(Excerpts of labeled region data)
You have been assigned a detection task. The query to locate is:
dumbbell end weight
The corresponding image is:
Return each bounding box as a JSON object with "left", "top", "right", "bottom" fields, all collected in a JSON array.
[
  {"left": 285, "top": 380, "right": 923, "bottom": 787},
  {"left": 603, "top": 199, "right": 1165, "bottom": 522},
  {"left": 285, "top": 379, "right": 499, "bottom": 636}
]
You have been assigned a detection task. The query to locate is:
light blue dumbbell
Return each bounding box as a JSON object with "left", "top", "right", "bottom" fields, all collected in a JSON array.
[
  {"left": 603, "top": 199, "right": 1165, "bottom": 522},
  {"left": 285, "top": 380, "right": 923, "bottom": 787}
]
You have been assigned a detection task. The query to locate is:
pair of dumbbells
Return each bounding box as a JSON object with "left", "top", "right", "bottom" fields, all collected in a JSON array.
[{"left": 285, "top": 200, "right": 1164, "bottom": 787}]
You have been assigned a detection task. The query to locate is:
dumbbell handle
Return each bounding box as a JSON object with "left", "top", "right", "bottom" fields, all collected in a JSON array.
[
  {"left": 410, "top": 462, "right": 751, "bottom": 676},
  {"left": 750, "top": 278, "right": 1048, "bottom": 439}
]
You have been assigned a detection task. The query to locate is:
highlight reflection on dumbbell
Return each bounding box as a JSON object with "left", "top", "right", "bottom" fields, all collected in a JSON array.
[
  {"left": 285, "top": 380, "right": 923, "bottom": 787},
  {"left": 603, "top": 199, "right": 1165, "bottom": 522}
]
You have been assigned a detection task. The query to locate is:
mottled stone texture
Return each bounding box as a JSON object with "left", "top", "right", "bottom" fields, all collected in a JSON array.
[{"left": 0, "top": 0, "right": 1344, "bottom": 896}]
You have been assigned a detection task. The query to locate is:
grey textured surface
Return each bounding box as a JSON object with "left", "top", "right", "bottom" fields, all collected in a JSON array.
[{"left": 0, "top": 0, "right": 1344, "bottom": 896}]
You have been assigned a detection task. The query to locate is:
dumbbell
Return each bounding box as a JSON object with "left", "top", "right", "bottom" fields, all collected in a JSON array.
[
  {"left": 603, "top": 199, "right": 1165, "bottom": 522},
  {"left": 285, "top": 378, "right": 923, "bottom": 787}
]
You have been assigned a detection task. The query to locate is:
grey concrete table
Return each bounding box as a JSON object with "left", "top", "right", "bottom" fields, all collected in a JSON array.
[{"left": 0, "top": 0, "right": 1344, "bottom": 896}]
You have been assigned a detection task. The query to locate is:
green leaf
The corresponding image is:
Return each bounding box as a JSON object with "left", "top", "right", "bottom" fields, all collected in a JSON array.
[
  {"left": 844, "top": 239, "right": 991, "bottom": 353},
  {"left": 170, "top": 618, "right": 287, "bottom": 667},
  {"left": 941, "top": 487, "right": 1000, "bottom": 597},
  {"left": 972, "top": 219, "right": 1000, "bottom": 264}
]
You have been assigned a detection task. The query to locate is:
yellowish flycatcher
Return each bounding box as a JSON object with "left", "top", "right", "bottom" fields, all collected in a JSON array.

Your goal:
Select every line of the entries above that contains the word "grey", and copy each one out in full.

Output of the task:
grey textured surface
grey concrete table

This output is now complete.